╔══

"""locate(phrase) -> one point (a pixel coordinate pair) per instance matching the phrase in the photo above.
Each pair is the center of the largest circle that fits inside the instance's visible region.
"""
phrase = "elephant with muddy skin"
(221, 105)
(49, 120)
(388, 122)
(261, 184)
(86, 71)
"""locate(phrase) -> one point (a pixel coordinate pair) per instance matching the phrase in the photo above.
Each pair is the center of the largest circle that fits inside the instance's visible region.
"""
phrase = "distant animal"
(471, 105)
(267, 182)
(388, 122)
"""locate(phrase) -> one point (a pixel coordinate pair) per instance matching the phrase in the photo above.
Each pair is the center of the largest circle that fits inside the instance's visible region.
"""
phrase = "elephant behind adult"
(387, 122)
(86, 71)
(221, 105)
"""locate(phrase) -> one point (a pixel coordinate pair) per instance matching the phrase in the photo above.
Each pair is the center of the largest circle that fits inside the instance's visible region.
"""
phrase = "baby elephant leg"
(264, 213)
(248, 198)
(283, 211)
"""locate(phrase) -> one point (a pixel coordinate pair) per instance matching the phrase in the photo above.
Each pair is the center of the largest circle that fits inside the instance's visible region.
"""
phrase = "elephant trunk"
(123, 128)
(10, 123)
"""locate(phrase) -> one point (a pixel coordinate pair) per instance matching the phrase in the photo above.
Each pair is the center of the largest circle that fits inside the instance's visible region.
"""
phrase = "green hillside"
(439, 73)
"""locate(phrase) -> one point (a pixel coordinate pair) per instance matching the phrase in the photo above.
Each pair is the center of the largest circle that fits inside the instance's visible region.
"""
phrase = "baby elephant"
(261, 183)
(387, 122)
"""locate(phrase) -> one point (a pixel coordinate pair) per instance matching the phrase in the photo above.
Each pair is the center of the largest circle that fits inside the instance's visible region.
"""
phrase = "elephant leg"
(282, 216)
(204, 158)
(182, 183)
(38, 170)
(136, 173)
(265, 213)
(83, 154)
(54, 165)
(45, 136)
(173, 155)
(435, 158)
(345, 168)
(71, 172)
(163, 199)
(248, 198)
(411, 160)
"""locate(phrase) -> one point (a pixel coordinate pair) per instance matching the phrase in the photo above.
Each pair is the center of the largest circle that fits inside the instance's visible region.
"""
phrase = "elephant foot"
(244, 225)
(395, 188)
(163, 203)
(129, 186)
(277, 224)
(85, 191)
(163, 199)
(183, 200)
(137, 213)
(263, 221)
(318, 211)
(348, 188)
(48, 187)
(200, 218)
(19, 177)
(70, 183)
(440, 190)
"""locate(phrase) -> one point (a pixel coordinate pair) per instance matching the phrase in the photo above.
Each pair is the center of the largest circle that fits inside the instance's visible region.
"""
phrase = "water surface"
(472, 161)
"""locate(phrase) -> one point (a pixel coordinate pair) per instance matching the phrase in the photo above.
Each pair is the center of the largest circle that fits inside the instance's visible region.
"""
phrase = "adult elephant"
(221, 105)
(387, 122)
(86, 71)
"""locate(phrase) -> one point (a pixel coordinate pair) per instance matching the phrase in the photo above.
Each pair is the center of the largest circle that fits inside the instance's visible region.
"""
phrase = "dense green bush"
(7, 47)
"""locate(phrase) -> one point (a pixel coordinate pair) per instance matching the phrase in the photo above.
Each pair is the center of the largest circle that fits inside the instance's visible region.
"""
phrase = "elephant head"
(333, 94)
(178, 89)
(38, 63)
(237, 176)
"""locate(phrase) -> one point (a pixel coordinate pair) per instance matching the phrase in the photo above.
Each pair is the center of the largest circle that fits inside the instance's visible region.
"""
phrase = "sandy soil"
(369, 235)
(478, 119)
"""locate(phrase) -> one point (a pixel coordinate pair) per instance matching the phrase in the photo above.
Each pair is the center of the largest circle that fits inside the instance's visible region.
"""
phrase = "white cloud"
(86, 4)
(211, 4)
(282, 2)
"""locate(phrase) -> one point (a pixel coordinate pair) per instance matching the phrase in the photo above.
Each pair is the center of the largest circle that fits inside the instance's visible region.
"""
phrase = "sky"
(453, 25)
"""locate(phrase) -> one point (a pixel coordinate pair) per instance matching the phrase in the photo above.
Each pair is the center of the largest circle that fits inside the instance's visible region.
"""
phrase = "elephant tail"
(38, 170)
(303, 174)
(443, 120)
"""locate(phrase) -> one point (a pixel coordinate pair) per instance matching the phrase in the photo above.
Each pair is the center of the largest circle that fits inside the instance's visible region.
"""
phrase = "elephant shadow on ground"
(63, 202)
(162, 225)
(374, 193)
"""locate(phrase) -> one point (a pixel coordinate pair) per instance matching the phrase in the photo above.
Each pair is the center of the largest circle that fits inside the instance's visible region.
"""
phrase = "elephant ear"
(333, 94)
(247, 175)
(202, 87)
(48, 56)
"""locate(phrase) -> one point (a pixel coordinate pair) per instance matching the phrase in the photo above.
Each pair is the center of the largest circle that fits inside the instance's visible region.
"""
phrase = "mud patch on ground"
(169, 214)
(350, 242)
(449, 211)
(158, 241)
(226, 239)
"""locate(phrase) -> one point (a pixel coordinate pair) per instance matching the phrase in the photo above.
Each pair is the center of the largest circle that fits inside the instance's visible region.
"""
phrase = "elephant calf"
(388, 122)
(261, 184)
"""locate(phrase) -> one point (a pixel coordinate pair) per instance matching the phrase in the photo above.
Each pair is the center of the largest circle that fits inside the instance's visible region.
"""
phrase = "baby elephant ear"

╚══

Instructions to follow => A verbatim copy of every entry is required.

Expected answer =>
"""locate(phrase) -> one point (a pixel coordinate pair) per instance matching the phrase in the photo above.
Each pair is the center of the largest circle that fits inside the instance's visible region.
"""
phrase = "elephant with muddy skin"
(221, 105)
(49, 120)
(388, 122)
(261, 184)
(86, 71)
"""locate(phrase) -> one point (a pixel coordinate pair) per instance matching the phrase in the photo above.
Each pair is the center of the largest circle that fits inside the instance's visible region.
"""
phrase = "distant animal"
(471, 105)
(267, 182)
(388, 122)
"""locate(phrase) -> one point (a pixel coordinate pair) per instance matching the phrase in the photo above.
Each pair is the center of the largest circle that fits inside the instance's visible region.
"""
phrase = "elephant behind adult"
(387, 122)
(86, 71)
(221, 105)
"""locate(phrase) -> one point (a pixel coordinate pair) per instance matching the phrase in the photo above.
Each pair is the center of the largest circle that fits inside the instance's visible region.
"""
phrase = "baby elephant leg"
(264, 213)
(248, 198)
(283, 211)
"""locate(phrase) -> one point (a pixel coordinate pair) per instance matching the phrase in the photo above.
Each pair is the center of the largest circle that fits inside the instance's visible region.
"""
phrase = "elephant trunk"
(123, 128)
(10, 123)
"""locate(phrase) -> one point (a pixel coordinate pair) per instance matching the phrase in the photo above.
Each pair is the center of the largest circle that fits inside the instance's visible region.
"""
phrase = "green hillside"
(439, 73)
"""locate(phrase) -> one point (a pixel coordinate pair) per instance matching the phrase in the photo above.
Each pair is the center of the largest circle that fits inside the instance's visible region.
"""
phrase = "baby elephant"
(261, 183)
(387, 122)
"""locate(phrase) -> one point (a pixel coordinate pair) per instance matching the phrase in the photo above.
Each pair is the center of the largest circle that fits inside the instance's visible region.
"""
phrase = "elephant leg"
(282, 216)
(204, 158)
(182, 183)
(38, 170)
(136, 173)
(265, 213)
(83, 154)
(54, 165)
(45, 136)
(173, 155)
(435, 158)
(345, 168)
(71, 172)
(163, 199)
(248, 198)
(411, 160)
"""locate(phrase) -> one point (a pixel coordinate pair) per instance matching the phrase in the photo above.
Each pair is the center of the largest circle that fits inside the instance's visible region.
"""
phrase = "elephant foot"
(244, 225)
(395, 188)
(163, 203)
(129, 186)
(277, 224)
(85, 191)
(163, 199)
(183, 200)
(137, 213)
(263, 221)
(318, 211)
(348, 188)
(48, 187)
(200, 218)
(19, 177)
(70, 183)
(440, 190)
"""locate(phrase) -> one point (a pixel coordinate pair) per instance matching the phrase in the photo above.
Each pair is the center of the largest circle that fits inside the instance's visible region.
"""
phrase = "water surface"
(472, 161)
"""locate(phrase) -> one point (a pixel coordinate pair) per instance matching the phrase in the photo above.
Each pair is the center of the largest circle that fits inside the instance's visible region.
"""
phrase = "adult elephant"
(221, 105)
(387, 122)
(86, 71)
"""locate(phrase) -> one point (a pixel coordinate pair) per instance matching the phrase in the photo above.
Each pair is the center of the largest circle that fits inside the instance's visible region.
"""
phrase = "dense green bush"
(7, 47)
"""locate(phrase) -> one point (a pixel coordinate pair) per instance matching the phrase in the photo above.
Each pair is the center of the largest circle that fits inside the instance's visible region.
"""
phrase = "elephant head"
(333, 94)
(178, 89)
(38, 63)
(237, 176)
"""locate(phrase) -> one point (a pixel coordinate pair) per instance matching the phrase in the photo above.
Each pair is the center of the largest circle that fits inside the instance's visible region.
"""
phrase = "sandy soil"
(369, 235)
(478, 119)
"""locate(phrase) -> one point (a pixel coordinate pair) per instance matching the phrase in the photo above.
Each pair is the center of the largest circle that fits inside the instance's visible region.
"""
phrase = "white cloud"
(86, 4)
(211, 4)
(282, 2)
"""locate(phrase) -> one point (a pixel coordinate pair) per instance matching the phrase in the photo above.
Each pair is the center of the largest circle that fits inside the instance's visible region.
"""
phrase = "sky"
(453, 25)
"""locate(phrase) -> one point (a pixel coordinate pair) per instance matching the phrase in the photo above.
Each pair is the center of the largest circle that fits inside the instance's visible region.
"""
phrase = "elephant tail"
(38, 170)
(303, 174)
(443, 120)
"""locate(phrase) -> one point (a pixel coordinate pair) per instance matching the phrase in the photo above.
Each pair is the center of the largest circle that fits inside the instance's visible region.
"""
phrase = "elephant shadow on ground"
(63, 202)
(162, 225)
(374, 193)
"""locate(phrase) -> one point (a pixel coordinate pair) per instance matching the phrase in the photo above.
Each pair is the center of the largest circle that fits inside the instance's visible region.
"""
phrase = "elephant ear"
(333, 94)
(247, 175)
(202, 87)
(48, 56)
"""locate(phrase) -> one point (a pixel coordinate pair) per instance matching the phrase in the photo above.
Each pair is the center of the largest circle that fits inside the instance's visible region.
"""
phrase = "mud patch on ground"
(169, 214)
(350, 242)
(449, 211)
(158, 241)
(226, 239)
"""locate(phrase) -> one point (a pixel coordinate pair) per instance matching the phrase in the photo above.
Each pair is the center of the largest circle that fits inside the instance's visible region.
"""
phrase = "elephant calf"
(388, 122)
(261, 184)
"""locate(phrase) -> one point (a pixel coordinate pair) per instance matching the phrase in the photo above.
Each pair is the center of the largest circle that fits inside the instance's visible region.
"""
phrase = "baby elephant ear"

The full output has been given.